## [Directions for this task]
Which lines in the records below contain the string "ceiling", treating uppercase and lowercase as different? Copy each of those lines in full.

::::

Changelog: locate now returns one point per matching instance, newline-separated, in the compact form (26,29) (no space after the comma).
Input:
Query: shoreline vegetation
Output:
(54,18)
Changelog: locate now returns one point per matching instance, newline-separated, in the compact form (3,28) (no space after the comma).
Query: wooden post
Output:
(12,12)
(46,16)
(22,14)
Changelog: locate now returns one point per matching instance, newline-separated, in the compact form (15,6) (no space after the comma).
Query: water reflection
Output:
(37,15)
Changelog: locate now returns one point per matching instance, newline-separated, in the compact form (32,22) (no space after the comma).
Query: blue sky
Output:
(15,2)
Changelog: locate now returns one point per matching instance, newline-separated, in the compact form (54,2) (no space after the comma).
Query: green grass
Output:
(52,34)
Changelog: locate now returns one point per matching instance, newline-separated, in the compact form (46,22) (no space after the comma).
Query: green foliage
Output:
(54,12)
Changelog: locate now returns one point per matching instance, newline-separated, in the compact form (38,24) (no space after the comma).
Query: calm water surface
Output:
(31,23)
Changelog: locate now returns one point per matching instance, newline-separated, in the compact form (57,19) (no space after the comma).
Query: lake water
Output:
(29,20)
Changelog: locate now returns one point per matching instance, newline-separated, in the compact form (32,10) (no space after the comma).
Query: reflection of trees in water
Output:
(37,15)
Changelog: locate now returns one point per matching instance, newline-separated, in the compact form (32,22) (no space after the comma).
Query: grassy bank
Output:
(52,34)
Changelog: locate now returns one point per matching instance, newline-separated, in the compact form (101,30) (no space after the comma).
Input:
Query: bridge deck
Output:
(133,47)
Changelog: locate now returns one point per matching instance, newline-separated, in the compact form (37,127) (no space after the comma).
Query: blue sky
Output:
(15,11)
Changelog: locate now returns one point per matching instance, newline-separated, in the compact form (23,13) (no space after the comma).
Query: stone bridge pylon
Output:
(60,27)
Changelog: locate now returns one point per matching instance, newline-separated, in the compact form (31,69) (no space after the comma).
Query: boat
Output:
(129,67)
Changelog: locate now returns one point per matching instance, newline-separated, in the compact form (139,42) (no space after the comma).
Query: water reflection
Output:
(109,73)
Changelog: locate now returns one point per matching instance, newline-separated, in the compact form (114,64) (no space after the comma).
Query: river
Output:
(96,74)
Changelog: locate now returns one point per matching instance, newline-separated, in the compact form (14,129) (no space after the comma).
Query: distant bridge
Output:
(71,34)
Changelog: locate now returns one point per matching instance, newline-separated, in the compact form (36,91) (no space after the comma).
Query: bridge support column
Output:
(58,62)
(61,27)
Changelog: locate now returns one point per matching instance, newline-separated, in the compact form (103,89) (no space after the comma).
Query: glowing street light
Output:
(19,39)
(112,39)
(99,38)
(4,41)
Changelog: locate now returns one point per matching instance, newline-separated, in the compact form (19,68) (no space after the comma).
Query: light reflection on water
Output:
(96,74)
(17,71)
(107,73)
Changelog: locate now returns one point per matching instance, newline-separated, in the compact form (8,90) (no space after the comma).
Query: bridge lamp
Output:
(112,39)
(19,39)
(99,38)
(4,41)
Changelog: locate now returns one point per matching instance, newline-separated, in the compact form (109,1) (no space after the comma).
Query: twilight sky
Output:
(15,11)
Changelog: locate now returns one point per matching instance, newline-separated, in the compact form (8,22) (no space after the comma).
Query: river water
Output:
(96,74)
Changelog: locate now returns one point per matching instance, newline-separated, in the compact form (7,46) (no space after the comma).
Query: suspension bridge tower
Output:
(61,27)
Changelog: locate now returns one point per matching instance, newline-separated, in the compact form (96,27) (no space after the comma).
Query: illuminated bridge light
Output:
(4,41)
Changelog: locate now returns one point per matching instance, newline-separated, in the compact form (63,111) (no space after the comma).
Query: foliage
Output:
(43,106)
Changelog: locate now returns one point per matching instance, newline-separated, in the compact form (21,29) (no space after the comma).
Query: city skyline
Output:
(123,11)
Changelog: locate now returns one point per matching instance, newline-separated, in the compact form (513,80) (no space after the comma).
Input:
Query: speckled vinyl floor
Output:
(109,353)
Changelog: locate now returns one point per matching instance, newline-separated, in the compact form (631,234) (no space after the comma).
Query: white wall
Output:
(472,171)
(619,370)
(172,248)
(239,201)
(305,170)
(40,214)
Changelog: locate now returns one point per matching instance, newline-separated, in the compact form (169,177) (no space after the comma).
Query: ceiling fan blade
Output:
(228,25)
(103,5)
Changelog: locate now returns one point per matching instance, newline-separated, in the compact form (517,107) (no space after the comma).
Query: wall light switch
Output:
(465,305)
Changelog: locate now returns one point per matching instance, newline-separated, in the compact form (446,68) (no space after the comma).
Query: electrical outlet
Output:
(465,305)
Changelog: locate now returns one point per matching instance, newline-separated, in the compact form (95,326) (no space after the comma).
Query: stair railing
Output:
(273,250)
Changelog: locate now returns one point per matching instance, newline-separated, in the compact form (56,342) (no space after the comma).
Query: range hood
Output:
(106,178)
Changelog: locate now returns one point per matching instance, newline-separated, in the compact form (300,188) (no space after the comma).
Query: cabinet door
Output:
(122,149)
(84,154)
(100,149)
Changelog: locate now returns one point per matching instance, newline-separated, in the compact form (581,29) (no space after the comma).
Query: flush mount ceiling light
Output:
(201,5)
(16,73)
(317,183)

::::

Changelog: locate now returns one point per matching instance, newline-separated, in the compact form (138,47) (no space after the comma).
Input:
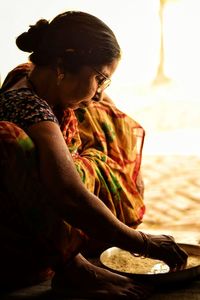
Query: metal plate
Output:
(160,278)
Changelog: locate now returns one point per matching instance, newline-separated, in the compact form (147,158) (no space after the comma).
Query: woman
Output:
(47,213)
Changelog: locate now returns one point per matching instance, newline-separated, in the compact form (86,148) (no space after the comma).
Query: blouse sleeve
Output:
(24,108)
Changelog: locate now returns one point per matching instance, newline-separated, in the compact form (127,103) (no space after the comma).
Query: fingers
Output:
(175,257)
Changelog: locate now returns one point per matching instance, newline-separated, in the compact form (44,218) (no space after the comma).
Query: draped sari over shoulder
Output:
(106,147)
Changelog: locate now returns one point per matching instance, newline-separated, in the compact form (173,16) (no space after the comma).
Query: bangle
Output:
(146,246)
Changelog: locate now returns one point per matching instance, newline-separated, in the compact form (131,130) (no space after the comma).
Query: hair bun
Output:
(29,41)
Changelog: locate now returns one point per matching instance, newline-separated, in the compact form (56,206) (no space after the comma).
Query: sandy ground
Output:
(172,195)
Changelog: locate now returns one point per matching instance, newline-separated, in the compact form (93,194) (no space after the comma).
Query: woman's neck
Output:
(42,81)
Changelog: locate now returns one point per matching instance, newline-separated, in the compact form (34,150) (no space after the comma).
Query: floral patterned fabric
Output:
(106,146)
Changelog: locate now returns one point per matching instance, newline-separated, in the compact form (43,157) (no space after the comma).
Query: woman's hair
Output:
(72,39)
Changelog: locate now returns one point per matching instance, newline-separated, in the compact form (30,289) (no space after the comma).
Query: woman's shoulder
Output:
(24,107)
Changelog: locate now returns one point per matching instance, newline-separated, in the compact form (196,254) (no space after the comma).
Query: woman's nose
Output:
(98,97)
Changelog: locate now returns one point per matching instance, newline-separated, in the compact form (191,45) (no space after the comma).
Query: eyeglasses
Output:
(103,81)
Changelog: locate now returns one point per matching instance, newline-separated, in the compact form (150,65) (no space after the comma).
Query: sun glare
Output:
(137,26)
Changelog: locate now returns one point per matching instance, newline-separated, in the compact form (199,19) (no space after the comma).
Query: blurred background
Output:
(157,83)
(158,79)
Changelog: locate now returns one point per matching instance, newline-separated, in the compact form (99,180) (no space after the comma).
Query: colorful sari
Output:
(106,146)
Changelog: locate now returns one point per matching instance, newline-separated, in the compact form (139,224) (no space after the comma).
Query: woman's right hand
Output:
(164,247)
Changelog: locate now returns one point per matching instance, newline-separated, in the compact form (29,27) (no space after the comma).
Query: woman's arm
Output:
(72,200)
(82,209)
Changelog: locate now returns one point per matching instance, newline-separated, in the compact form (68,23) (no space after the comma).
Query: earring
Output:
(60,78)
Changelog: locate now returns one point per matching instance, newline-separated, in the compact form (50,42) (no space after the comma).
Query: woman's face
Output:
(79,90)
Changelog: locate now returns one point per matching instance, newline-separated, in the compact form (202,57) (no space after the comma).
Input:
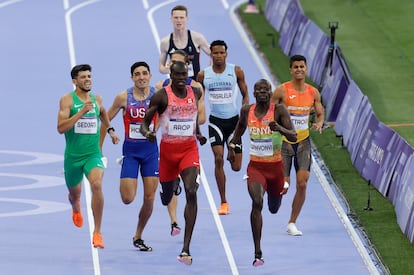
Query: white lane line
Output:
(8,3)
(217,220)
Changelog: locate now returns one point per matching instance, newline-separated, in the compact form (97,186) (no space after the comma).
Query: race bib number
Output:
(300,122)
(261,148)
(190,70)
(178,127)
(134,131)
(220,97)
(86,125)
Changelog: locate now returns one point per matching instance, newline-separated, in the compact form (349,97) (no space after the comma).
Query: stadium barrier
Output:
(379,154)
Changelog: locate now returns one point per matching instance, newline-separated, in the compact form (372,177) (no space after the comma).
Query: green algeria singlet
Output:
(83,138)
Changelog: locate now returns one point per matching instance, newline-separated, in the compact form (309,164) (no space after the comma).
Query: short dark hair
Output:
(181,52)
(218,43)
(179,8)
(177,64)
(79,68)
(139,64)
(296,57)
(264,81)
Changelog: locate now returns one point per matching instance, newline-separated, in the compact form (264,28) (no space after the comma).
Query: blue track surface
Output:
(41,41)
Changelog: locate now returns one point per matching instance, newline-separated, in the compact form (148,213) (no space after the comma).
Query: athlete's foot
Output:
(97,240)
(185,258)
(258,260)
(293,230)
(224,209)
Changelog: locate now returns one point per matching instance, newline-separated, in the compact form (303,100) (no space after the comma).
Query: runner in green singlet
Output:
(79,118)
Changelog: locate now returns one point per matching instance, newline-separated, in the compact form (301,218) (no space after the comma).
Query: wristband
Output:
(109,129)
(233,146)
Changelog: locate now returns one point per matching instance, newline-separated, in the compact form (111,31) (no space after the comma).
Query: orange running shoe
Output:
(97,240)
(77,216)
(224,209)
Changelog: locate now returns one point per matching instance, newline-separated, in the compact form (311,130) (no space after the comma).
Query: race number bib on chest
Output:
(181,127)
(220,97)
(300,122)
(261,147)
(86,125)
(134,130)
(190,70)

::::

## [Solution for this task]
Query: ceiling fan blade
Query: flush mount ceiling light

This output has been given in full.